*What is expected:*
With the line containing "Objective — a point for each instance of the crowd" as the first line and the last line of the records as the final one, reproduce that range exactly.

.....

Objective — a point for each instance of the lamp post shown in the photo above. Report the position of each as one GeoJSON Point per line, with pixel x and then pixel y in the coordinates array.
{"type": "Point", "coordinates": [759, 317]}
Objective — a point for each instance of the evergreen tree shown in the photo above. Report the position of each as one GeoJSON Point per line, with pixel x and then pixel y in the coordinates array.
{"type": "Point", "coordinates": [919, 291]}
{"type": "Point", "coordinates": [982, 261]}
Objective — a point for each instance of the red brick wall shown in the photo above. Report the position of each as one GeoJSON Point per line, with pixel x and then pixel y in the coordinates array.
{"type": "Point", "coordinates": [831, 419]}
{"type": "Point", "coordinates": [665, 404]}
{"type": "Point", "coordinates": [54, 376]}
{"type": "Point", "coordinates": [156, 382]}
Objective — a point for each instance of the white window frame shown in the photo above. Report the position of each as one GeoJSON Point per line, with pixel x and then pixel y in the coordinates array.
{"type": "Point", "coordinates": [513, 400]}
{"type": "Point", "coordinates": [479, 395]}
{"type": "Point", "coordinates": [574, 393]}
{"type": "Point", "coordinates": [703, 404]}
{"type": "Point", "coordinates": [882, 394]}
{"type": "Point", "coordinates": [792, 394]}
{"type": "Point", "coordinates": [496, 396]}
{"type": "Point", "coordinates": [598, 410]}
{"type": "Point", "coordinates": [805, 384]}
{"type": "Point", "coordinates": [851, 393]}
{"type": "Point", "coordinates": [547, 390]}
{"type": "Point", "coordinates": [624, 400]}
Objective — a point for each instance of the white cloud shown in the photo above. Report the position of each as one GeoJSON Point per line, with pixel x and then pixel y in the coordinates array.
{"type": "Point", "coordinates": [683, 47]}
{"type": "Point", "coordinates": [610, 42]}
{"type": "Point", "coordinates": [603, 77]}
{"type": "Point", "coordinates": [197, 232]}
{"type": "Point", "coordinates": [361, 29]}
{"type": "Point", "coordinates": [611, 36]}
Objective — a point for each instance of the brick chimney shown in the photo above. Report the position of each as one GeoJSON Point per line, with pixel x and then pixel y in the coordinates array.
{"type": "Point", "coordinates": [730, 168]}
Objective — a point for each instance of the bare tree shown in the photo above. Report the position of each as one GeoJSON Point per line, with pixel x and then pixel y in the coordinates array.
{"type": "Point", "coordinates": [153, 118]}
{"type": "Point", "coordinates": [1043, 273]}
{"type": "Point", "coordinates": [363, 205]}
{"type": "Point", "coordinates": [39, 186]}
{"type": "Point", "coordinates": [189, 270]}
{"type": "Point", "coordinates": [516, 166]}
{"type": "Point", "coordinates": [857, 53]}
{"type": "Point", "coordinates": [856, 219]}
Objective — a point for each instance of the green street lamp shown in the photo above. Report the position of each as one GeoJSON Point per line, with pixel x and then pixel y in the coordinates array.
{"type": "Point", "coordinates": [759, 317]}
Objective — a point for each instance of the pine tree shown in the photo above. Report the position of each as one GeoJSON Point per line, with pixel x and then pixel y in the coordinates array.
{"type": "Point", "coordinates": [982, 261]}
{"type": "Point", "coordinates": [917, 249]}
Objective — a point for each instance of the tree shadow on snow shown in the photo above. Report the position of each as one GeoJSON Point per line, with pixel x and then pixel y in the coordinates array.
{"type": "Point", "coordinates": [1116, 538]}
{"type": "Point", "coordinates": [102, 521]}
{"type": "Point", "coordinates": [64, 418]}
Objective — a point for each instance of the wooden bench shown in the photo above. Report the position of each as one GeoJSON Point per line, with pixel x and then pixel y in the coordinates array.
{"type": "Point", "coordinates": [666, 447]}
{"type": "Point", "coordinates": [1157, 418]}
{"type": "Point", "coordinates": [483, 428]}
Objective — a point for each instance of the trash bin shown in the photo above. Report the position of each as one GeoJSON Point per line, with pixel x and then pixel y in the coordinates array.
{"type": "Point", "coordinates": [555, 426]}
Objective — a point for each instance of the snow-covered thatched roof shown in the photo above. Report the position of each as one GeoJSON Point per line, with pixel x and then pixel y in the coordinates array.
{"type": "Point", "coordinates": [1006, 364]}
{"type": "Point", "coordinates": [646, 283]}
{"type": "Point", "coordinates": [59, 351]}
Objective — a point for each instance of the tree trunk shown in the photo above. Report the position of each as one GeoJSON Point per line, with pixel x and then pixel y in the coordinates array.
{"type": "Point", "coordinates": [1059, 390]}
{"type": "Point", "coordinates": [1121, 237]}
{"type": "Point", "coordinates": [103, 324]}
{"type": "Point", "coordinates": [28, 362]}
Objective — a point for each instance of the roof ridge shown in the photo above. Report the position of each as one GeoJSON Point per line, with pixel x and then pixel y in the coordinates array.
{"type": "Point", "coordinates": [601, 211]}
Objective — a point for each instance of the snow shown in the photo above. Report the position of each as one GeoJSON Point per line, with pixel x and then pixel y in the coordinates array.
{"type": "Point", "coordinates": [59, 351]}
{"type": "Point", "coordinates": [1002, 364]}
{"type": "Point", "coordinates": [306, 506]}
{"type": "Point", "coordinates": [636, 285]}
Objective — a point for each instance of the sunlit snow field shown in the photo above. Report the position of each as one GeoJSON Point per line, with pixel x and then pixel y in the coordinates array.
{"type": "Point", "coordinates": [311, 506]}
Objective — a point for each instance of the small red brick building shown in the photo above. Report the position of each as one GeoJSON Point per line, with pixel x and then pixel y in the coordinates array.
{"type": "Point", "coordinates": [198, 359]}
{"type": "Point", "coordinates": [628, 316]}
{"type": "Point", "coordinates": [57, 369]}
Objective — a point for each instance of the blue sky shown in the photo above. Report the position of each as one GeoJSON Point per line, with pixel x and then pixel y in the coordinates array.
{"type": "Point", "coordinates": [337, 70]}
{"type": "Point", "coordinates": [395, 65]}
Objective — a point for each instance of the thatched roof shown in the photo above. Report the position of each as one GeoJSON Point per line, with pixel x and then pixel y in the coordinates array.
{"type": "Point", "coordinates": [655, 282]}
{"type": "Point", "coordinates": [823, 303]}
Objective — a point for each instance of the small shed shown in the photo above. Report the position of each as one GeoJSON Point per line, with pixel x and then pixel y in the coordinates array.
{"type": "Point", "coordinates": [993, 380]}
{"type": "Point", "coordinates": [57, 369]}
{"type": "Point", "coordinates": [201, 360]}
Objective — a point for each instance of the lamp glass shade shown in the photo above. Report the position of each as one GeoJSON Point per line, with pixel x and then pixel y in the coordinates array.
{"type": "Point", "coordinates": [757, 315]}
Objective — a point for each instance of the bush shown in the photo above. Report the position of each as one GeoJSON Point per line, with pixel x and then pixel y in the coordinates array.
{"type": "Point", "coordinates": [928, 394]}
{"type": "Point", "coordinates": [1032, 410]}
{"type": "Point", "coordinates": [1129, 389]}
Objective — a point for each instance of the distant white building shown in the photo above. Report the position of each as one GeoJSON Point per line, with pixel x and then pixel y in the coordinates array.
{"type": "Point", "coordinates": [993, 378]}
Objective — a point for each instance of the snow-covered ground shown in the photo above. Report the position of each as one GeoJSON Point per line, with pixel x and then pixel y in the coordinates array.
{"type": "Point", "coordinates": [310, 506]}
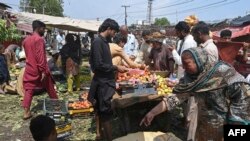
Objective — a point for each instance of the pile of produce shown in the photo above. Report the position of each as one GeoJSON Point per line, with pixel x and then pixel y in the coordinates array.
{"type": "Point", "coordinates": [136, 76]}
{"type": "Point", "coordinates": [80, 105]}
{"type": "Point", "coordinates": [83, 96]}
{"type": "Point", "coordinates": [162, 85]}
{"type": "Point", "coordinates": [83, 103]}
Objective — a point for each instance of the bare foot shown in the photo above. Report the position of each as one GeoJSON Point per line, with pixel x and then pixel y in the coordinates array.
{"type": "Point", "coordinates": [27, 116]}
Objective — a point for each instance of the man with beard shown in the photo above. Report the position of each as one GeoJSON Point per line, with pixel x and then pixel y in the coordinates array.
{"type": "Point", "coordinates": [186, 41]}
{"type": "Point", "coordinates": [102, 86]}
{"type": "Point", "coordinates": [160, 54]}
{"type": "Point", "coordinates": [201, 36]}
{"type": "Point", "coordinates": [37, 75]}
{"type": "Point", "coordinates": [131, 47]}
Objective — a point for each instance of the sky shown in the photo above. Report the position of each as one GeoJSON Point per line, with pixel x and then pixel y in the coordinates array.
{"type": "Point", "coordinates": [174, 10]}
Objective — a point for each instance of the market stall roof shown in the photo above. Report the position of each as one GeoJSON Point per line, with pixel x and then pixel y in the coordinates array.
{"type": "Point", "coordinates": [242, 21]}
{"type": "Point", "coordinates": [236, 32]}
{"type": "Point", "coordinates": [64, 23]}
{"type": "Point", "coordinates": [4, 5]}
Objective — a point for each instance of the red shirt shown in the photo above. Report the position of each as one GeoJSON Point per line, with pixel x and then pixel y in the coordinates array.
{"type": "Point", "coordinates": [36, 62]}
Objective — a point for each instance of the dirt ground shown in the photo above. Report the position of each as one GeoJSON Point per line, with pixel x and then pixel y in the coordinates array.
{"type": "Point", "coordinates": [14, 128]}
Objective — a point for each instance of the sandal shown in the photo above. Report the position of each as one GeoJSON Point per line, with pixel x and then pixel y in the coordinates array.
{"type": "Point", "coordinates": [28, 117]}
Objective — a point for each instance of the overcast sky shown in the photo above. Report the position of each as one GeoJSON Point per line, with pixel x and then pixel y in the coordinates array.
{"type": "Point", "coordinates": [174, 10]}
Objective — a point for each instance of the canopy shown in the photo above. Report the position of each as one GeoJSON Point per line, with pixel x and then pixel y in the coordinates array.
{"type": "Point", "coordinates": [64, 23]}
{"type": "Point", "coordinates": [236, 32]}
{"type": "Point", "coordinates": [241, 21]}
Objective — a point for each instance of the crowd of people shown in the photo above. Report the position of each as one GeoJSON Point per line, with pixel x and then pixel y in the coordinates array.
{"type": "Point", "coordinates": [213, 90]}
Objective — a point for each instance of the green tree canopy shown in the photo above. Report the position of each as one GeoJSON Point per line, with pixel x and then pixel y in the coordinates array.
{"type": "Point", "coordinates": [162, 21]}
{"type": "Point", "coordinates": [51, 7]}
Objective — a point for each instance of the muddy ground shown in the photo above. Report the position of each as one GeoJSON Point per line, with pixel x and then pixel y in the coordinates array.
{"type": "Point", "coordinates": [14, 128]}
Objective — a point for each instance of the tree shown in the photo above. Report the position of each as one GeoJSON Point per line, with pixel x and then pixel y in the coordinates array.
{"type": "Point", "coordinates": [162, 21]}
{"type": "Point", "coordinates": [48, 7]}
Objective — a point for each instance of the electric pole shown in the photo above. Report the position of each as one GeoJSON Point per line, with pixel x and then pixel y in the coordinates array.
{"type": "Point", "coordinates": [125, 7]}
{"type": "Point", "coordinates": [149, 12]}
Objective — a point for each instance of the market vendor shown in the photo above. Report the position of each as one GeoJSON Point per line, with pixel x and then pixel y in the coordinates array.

.....

*Exercise response:*
Objective — a point for each instance of the crowd of people shown in the photo above. Report the position of each as one GeoJSON Point per line, with pixel x and then pixel y in the coordinates array.
{"type": "Point", "coordinates": [213, 90]}
Objective — a point for each instance of the green tree canopy shown in the photo above. Report the position of each as one GeoJSON Point per line, with pixel x and then pixel y in the coordinates array.
{"type": "Point", "coordinates": [162, 21]}
{"type": "Point", "coordinates": [51, 7]}
Objective — a point for each instance of the muddy ground shown in the photo above. Report the position of each as one GeoJSON Point per line, with pixel x and then pixel y in the coordinates array.
{"type": "Point", "coordinates": [14, 128]}
Objective — a point for each instance of the tree shown in the photo above. Report the position of each as one GeoJSON Point per line, with pixel x and then pixel y in the coordinates array.
{"type": "Point", "coordinates": [162, 21]}
{"type": "Point", "coordinates": [48, 7]}
Objective — a point for each instance of the electric pole shown in the photo above. Report the position of each as one GeoJSON Point per line, with pixel x and then pixel y in the coordinates array.
{"type": "Point", "coordinates": [125, 7]}
{"type": "Point", "coordinates": [149, 12]}
Objective — a point for each instance of the market vendor shown in the photo above. Report the position of each as one GeoJSON Point per line, with pixel x and then pixel y in the coordinates array.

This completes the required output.